ASSIGNMENT> Line by line, copy the entries exactly, excluding the pictures.

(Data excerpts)
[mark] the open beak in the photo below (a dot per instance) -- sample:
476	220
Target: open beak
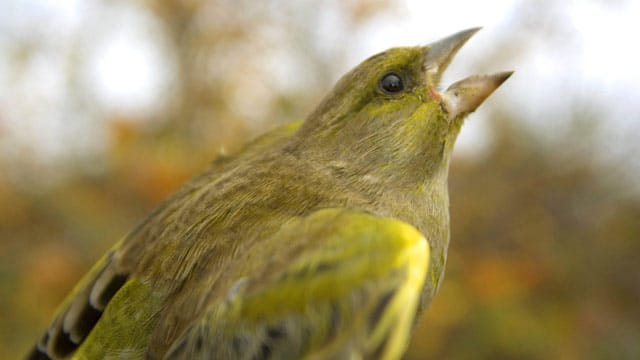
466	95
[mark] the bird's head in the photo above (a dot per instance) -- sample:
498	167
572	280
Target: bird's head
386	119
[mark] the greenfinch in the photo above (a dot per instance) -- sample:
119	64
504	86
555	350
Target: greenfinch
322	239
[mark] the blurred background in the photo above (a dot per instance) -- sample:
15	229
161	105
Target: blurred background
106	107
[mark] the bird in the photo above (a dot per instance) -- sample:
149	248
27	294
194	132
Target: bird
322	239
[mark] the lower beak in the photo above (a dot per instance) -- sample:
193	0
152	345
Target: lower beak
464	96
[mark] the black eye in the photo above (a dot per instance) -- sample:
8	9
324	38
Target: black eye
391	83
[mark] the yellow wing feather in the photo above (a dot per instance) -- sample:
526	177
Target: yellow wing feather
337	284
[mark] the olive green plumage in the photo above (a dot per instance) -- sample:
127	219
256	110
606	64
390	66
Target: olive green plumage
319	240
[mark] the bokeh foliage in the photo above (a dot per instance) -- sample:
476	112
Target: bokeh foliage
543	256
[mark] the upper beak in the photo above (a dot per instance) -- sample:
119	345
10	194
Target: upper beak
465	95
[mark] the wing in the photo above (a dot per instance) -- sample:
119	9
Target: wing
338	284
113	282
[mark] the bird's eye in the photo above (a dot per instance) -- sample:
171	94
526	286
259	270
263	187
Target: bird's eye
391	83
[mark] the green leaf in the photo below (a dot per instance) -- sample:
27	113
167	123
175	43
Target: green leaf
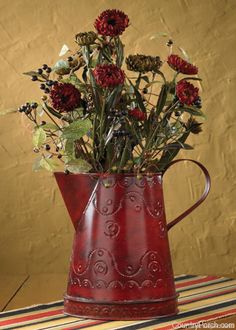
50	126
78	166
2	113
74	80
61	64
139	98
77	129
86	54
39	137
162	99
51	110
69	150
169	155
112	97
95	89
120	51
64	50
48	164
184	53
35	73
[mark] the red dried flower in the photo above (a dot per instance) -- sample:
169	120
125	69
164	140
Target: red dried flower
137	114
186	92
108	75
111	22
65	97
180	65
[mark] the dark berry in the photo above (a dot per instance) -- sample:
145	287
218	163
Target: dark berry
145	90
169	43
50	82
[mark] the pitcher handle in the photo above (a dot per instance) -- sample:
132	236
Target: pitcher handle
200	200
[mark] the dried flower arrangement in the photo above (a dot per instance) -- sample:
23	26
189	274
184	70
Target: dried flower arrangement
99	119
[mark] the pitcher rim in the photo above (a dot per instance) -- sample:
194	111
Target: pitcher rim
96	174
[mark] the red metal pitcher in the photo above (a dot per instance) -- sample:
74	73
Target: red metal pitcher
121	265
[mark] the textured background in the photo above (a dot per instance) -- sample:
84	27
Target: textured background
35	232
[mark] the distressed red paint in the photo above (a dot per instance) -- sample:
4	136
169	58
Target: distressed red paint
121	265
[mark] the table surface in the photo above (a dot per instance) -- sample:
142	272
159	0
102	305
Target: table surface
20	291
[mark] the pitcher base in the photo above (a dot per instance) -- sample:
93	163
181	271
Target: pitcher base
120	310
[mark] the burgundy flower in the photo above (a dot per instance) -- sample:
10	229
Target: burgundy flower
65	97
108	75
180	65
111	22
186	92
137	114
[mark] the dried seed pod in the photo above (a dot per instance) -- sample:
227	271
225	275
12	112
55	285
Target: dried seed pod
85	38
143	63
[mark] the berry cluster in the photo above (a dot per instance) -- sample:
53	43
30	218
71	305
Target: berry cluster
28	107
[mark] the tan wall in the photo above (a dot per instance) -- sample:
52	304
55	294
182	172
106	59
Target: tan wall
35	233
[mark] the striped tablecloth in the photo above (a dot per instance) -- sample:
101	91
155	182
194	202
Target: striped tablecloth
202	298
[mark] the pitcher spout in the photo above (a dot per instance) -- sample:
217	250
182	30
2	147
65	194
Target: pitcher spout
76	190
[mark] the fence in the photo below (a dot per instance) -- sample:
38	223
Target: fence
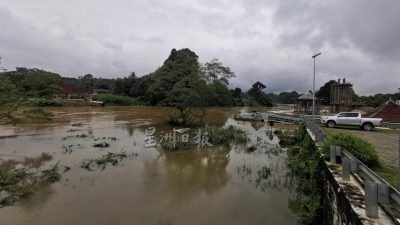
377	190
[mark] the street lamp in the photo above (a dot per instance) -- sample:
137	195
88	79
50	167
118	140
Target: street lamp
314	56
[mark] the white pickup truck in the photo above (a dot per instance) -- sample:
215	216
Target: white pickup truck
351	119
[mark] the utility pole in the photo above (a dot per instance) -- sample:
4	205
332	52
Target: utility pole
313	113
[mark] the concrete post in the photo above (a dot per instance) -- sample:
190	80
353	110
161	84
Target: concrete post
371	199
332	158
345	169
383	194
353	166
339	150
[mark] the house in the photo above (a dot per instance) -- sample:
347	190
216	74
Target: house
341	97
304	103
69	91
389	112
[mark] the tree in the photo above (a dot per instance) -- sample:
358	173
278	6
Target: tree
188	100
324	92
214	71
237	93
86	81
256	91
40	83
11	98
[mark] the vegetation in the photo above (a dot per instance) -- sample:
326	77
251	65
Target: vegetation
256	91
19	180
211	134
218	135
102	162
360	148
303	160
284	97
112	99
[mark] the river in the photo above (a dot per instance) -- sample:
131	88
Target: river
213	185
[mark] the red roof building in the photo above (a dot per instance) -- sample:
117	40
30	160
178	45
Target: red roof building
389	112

ANSWER TO THIS EXERCISE>
[mark] the open beak in the photo below (a dot per instance) -- sample:
476	220
Target: open beak
466	95
[mark] the bird's head in the photo above (a dot per instance) -- sample:
498	167
572	280
Target: bird's head
386	119
[mark] the greenfinch in the photo above (a dot per instance) -- sample:
119	64
504	86
555	350
Target: greenfinch
322	239
[mark] the blurred background in the photo above (a dot per instance) -- sample:
15	229
161	105
Target: blurred background
106	107
[mark] the bird in the photo above (a dot per instance) -- sample:
149	248
27	294
194	132
Target: bird
322	239
[mark] the lower beak in the photo above (a dot per instance) -- sample:
193	0
152	345
Target: lower beak
464	96
[mark] the black eye in the photo above (a dot per instance) -- sample:
8	9
324	38
Target: black eye
391	83
[mark] the yellow wing feather in the photo above (a dot per instance) -- sample:
526	177
Target: yellow wing feather
337	284
[mark] the olive green plumage in the photo above (a dot per instance) -- sample:
127	219
256	110
606	64
390	66
Target: olive green plumage
319	240
[mark] the bokeh foliage in the photo above (a dot per instance) -- sample:
476	112
Target: bokeh foliage
543	256
[mark] the upper beak in the photo above (a dot per instance) -- sample:
119	345
10	194
Target: upper beak
465	95
[mark] the wing in the photo above (a dot per instance) -- sample:
119	9
Target: wing
338	284
113	282
[mark] the bird's eye in the photo above (a dot per instance) -- sample:
171	94
526	286
259	270
263	187
Target: bird's eye
391	83
[mark] the green leaf in the photo below (a dot per instance) -- sample:
27	113
167	123
175	43
Target: green leaf
50	126
78	166
2	113
74	80
61	64
139	98
77	129
86	54
39	137
162	99
51	110
69	150
169	155
112	97
95	89
120	51
64	50
48	164
184	53
35	73
[mark] the red dried flower in the photo above (a dot per instance) -- sample:
169	120
125	69
164	140
Target: red dried flower
137	114
186	92
108	75
111	22
65	97
180	65
[mark] the dark berry in the photo above (a dot per instance) -- sample:
145	287
218	163
Target: dark berry
145	90
169	43
50	82
[mark] the pitcher handle in the photo above (a dot per instance) -- sample:
132	236
Target: pitcher handle
200	200
[mark] the dried flower arrangement in the photo above (a dot per instance) -- sample:
23	26
189	274
184	70
Target: dried flower arrangement
99	119
[mark] the pitcher rim in the photo above (a dot per instance) -- sample:
194	111
Target: pitcher rim
96	174
[mark] the red metal pitcher in the photo above (a dot per instance) -- sample:
74	73
Target: red metal pitcher
121	265
[mark] the textured background in the photo above (a dot per instance) -- sample:
84	27
Target: textured background
35	232
[mark] the distressed red paint in the photo above (a dot per instance) -- sample:
4	136
169	58
Target: distressed red paint
121	265
[mark] the table surface in the photo above (a dot per instance) -- sample:
142	272
159	0
102	305
Target: table surface
20	291
[mark] the pitcher base in the photo above (a dot per instance) -- sample:
93	163
181	271
Target: pitcher base
120	310
[mark] the burgundy flower in the photo above (a dot per instance) -- sample:
10	229
Target: burgundy flower
65	97
108	75
180	65
111	22
186	92
137	114
[mark] the dried seed pod in the photo above (a dot per instance) -- sample:
227	271
225	275
12	112
55	285
Target: dried seed pod
85	38
143	63
[mark] the berry cluster in the photo above (a dot per instance) -- sample:
53	43
30	218
71	305
Target: berry cluster
28	107
[mark] the tan wall in the photo above (a dot per instance) -- sample:
52	304
55	294
182	172
106	59
Target: tan wall
35	233
[mark] the striped tablecloth in the photo above (a dot per instance) -- sample:
101	91
155	182
194	202
Target: striped tablecloth
202	298
[mark] the pitcher spout in the photo above (a dot per instance) -- sample:
217	250
182	30
2	147
65	194
Target: pitcher spout
76	190
[mark] the fence in the photo below (a dot per instance) -- sample:
38	223
Target: fence
377	190
[mark] the street lamp in the photo above (a dot per instance) -- sample:
137	195
88	79
50	167
118	140
Target: street lamp
314	56
[mark] the white pickup truck in the photo above (a dot per instance) -- sample:
215	216
Target: white pickup truck
351	119
[mark] the utility pole in the photo above (a dot per instance) -- sample:
4	205
332	52
Target: utility pole
313	113
[mark] the concrete post in the photo above (a dot per instance) -- sample:
190	80
353	110
161	84
Target: concrete post
371	199
332	158
345	169
383	194
353	166
339	150
[mark] the house in the photo above (a dot per instance) -- sample:
347	190
216	74
Target: house
341	97
304	103
69	91
389	112
[mark] the tree in the photo above (a dot per instance) -- sample:
358	173
278	6
Target: tree
188	100
324	92
214	71
237	93
86	81
256	91
40	83
11	98
[mark] the vegetation in the photo above (a dot per instance) -- sample:
326	77
251	65
Target: vegetation
256	91
19	180
211	134
218	135
102	162
360	148
303	160
284	97
112	99
[mark] the river in the photo above (a dot per instance) -- sample:
131	88
Target: river
213	185
[mark] the red roof building in the photo above (a dot per instance) -- sample:
117	40
30	160
178	45
Target: red roof building
389	112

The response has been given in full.